Task brief. Extract each line of the data below exactly as written.

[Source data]
___
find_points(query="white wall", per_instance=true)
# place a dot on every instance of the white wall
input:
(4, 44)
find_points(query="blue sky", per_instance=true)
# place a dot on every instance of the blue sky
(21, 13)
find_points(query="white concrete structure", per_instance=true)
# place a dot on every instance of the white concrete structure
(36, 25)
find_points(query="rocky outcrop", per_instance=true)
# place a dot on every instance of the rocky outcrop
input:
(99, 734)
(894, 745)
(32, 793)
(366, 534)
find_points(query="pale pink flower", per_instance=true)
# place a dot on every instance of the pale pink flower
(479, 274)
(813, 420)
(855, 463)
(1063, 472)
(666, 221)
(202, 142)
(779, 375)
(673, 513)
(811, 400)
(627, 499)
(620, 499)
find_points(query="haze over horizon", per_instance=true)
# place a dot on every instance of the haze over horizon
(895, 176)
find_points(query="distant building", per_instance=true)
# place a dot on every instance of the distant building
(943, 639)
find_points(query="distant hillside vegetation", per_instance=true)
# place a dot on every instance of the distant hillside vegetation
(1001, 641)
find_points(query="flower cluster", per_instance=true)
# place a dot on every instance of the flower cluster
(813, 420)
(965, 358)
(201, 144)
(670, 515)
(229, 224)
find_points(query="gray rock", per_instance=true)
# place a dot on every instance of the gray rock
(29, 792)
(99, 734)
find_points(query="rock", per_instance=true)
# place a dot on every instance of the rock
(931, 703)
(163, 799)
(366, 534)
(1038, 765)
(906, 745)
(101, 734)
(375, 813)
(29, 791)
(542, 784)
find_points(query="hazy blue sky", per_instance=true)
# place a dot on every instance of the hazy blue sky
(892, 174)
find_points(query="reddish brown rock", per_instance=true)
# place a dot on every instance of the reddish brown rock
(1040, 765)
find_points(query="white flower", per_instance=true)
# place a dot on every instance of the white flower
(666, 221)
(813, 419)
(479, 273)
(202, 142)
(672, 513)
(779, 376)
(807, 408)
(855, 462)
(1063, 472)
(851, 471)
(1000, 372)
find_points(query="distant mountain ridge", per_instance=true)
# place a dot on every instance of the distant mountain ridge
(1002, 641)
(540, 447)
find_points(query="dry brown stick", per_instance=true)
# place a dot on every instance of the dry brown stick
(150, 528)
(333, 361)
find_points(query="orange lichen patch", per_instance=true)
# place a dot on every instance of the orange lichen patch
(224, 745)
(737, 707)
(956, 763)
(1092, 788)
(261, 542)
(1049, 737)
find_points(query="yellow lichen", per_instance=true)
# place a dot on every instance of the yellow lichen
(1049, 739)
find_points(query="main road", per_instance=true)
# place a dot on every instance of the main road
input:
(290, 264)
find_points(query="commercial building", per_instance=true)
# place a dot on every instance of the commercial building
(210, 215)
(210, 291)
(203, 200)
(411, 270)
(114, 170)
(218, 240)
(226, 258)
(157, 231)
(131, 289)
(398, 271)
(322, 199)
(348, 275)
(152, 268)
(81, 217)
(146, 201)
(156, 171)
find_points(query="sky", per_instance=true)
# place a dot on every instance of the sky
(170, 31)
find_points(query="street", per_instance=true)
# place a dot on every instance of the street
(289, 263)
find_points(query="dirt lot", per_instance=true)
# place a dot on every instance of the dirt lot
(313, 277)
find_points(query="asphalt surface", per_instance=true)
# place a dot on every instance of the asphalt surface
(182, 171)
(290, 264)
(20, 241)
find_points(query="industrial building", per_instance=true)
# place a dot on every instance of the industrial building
___
Problem solution.
find_points(query="white wall", per_instance=true)
# place a dot on every instance of the white wall
input:
(4, 44)
find_points(query="blue sky", per_instance=true)
# place a dot on every instance of the blue sky
(21, 13)
find_points(query="white concrete structure", per_instance=true)
# place a dot on every instance of the white concrete structure
(36, 25)
find_points(query="rocky outcrop", per_instance=true)
# place a dot on every instance of the rocky outcrop
input:
(99, 734)
(894, 745)
(32, 793)
(366, 534)
find_points(query="pale pink flower", per_instance=true)
# place a dot on every instance of the pale pink flower
(479, 274)
(813, 420)
(855, 463)
(1063, 472)
(666, 221)
(202, 142)
(779, 375)
(673, 513)
(811, 400)
(627, 499)
(620, 499)
find_points(query="haze over horizon", per_instance=true)
# place a dot on every instance of the haze over horizon
(895, 176)
find_points(query="distant building", per_instance=true)
# place a dot on every instance of the distant building
(943, 639)
find_points(query="distant hillside vegetation", per_instance=true)
# place a dot on every instance of the distant hillside vegetation
(1001, 641)
find_points(query="flower cluster", per_instance=true)
# place a dot on every instance of the flower cluster
(813, 420)
(965, 358)
(201, 144)
(670, 515)
(229, 224)
find_points(query="gray rock", per_instance=true)
# place a dot on every instance of the gray rock
(29, 792)
(99, 734)
find_points(query="rock", per_instance=true)
# place a dot on every instance of the rock
(931, 703)
(163, 799)
(366, 534)
(1038, 765)
(906, 745)
(101, 734)
(375, 813)
(29, 791)
(542, 784)
find_points(query="hazy blue sky", per_instance=true)
# place a dot on every instance of the hazy blue sky
(892, 174)
find_points(query="reddish brown rock", per_instance=true)
# place a dot on every instance of the reddish brown rock
(1040, 765)
find_points(query="white flower", per_instance=true)
# place a dot on every instance of the white flower
(666, 221)
(813, 419)
(479, 273)
(202, 142)
(672, 513)
(779, 376)
(807, 408)
(855, 462)
(1063, 472)
(851, 471)
(1000, 372)
find_points(query="distant mountain ridge", per_instance=true)
# place a dot on every instance of the distant mountain ridge
(1002, 641)
(540, 447)
find_points(query="dry brown stick", per_instance=true)
# place a dot on every instance of the dry brown stick
(150, 528)
(333, 361)
find_points(query="orange lichen patch", per_instance=true)
# place a dot on every instance of the orange lichen patch
(224, 745)
(737, 707)
(956, 763)
(1092, 788)
(261, 542)
(1049, 737)
find_points(query="yellow lichen", per_instance=true)
# place a dot on every instance of the yellow lichen
(1049, 739)
find_points(query="main road", per_instance=true)
# place a dot on every instance of the main road
input:
(290, 264)
find_points(query="commercial building", per_instance=true)
# place a dot on every instance of the commercial building
(210, 215)
(210, 291)
(203, 200)
(411, 270)
(114, 170)
(218, 240)
(226, 258)
(157, 231)
(131, 289)
(398, 271)
(322, 199)
(348, 275)
(152, 268)
(81, 217)
(146, 201)
(156, 171)
find_points(query="sky", per_instance=true)
# place a dot on every instance of the sky
(170, 31)
find_points(query="street", per_instance=true)
# place a dot on every instance of the street
(289, 263)
find_points(query="dirt lot", per_instance=true)
# place a dot on every instance of the dirt lot
(313, 277)
find_points(query="asphalt surface", per_instance=true)
# place a dot on every instance of the asphalt surface
(182, 171)
(290, 264)
(20, 241)
find_points(query="industrial building", per_instance=true)
# place a dot on every instance of the industrial building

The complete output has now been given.